Exercise: Output every entry exactly as written.

(Stored items from a collection)
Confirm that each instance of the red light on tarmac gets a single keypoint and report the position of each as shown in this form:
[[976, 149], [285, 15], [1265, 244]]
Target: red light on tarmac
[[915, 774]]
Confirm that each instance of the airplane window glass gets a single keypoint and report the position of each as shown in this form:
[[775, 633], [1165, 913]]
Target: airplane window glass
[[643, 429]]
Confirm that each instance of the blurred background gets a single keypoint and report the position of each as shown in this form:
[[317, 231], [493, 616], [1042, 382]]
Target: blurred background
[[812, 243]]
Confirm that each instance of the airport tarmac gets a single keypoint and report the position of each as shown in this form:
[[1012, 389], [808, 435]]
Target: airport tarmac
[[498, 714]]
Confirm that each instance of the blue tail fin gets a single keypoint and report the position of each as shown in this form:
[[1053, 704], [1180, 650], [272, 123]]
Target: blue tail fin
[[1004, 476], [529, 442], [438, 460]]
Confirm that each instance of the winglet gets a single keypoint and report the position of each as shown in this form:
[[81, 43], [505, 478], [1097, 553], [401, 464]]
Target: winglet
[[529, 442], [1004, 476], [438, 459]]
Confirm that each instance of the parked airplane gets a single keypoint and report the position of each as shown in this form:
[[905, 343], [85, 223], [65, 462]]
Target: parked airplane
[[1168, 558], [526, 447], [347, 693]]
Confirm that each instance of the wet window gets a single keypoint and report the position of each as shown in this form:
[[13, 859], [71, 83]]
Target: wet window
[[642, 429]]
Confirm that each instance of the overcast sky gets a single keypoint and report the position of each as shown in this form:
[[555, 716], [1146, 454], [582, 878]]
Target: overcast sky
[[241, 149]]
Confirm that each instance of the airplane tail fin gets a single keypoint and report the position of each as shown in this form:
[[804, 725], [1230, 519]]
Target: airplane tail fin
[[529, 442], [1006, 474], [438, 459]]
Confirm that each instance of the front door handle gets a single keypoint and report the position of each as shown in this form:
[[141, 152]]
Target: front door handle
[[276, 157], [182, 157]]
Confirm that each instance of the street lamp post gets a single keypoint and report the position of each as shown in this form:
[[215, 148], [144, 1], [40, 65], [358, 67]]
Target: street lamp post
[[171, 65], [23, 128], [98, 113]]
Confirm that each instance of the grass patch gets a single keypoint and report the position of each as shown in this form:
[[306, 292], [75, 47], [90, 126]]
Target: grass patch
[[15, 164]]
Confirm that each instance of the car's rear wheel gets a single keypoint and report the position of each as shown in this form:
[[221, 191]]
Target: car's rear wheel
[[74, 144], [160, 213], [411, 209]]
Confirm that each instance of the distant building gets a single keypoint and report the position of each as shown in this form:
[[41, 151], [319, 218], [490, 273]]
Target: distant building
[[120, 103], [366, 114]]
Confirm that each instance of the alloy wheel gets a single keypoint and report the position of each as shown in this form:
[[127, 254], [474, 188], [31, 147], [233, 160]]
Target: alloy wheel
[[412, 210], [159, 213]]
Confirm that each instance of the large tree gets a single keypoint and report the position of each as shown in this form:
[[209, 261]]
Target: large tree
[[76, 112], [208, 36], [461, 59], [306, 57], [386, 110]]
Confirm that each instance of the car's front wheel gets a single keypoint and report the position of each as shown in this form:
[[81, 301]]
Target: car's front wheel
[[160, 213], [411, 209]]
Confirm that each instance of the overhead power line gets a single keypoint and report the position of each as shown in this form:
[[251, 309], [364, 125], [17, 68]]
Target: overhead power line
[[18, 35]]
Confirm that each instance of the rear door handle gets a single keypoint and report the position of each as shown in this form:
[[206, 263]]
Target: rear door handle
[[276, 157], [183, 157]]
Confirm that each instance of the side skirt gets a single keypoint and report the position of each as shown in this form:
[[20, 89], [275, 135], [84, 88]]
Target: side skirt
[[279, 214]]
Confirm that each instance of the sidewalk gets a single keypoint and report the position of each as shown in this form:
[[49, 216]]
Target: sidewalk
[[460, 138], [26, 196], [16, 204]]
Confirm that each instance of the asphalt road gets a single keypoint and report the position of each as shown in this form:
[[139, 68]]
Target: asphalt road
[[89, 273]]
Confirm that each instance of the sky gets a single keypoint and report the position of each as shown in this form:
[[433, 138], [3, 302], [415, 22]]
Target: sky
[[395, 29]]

Finished exercise:
Confirm that each instance of the red light on tarmac gets a single keypoint and report the position of each as shown in this form:
[[976, 149], [285, 15], [1265, 244]]
Target: red light on tarmac
[[915, 774]]
Confirm that each instance of the airplane window glass gets a single keypoint and report the position of each as shown in this form:
[[775, 633], [1165, 913]]
Target: airplane window glass
[[643, 429]]
Confirm that each instance of the blurred background gets a single keypoint and report the position of each as shown in this form:
[[317, 231], [493, 616], [1042, 382]]
Target: blurred background
[[812, 243]]
Confirm that each instance of the airport tarmac gets a single keypoint and report the position of each as shown in this form:
[[1012, 389], [808, 435]]
Target: airport tarmac
[[498, 714]]
Confirm that each instance of the blue tail fin gets a single keypoint and report the position of each as shown in this form:
[[1053, 704], [1180, 650], [272, 123]]
Target: blue tail fin
[[1004, 476], [529, 442], [438, 460]]
Confirm that each instance of the winglet gets a single keypoint and report the position of each as shown in this form:
[[81, 43], [505, 478], [1097, 553], [401, 464]]
Target: winglet
[[529, 442], [1004, 476], [438, 459]]
Confirm that each instance of the parked airplane gets a single keypoint and report the position of each as shown in this form:
[[905, 343], [85, 223], [65, 462]]
Target: parked airplane
[[1168, 558], [526, 447], [347, 693]]
Confirm that each instance of the wet window gets a single keypoint and report the position of each as shown in this form:
[[13, 859], [71, 83]]
Target: wet window
[[642, 429]]
Confirm that each instance of the overcast sky gets a single keypoint and report the position of each as shown in this form:
[[555, 716], [1146, 454], [582, 878]]
Target: overcast sky
[[241, 149]]
Confirm that each instance of the airplane tail fin gets a single keypoint and report the position of each as shown in this form:
[[804, 725], [1230, 519]]
Target: airplane tail fin
[[529, 442], [1006, 474], [438, 459]]
Confirm that each instance of the front door handle gets a single keypoint and report the position of each as shown in this form:
[[141, 152]]
Target: front door handle
[[276, 157], [182, 157]]
Confirm that each instance of the street lamp post gets a single keypoint and report the position of each as shown in this form:
[[215, 148], [144, 1], [40, 65], [358, 67]]
Target: street lamp post
[[171, 65], [23, 128], [98, 113]]
Confirm that each instance of the grass patch gets a single keypoint and report the position of each as shown in this form:
[[306, 292], [75, 47], [90, 126]]
Target: grass patch
[[15, 164]]
Confirm that each instance of the car's rear wheel gets a single keypoint and report the position of each as shown in this form:
[[221, 191]]
Target: car's rear wheel
[[74, 144], [160, 213], [411, 209]]
Confirm that each instance of the distant building gets a single keypoint and report the position of each as shown in this form:
[[41, 151], [319, 218], [490, 273]]
Target: distant building
[[120, 103], [366, 114]]
Confirm that each instance of the alloy wheel gets a single keypoint and report the position of each as shown in this form:
[[127, 254], [474, 188], [31, 147], [233, 160]]
Target: alloy wheel
[[412, 210], [159, 213]]
Confirm that each instance of the large tree gets a single keypoint and report the position of each as shown in this form:
[[209, 261]]
Target: large tree
[[76, 112], [208, 36], [461, 59], [306, 57], [386, 110]]
Confirm that each instance of the car's front wheel gets a single keypoint and report the position of each as shown in this form:
[[81, 301]]
Target: car's front wheel
[[160, 213], [411, 209]]
Confirm that each instance of the overhead power line gets a single keypoint and report the position of each as shown in this form:
[[251, 309], [364, 125], [17, 68]]
Target: overhead power line
[[18, 35]]
Confirm that each instance of the rear door handle gets a single keypoint and report the position of each as shown in this form:
[[206, 263]]
Target: rear door handle
[[276, 157], [183, 157]]
Confirm that each instance of the side skirt gets a single keypoint and report the position of each as shown in this form:
[[20, 89], [275, 135], [84, 88]]
Target: side skirt
[[279, 214]]
Confirm that each instance of the sidewalk gets a single keypoint and report the position of each as shown in this form:
[[49, 216]]
Target: sidewalk
[[460, 138], [26, 196], [16, 204]]
Confirm that each instance of the asphalt road gets a single keypoint and report the position of each as shown in this form:
[[139, 68]]
Target: asphalt road
[[89, 273]]
Confirm that each instance of the sky gets a single keypoint and report the position of each as shown in this form:
[[433, 138], [3, 302], [415, 22]]
Target: sky
[[395, 29]]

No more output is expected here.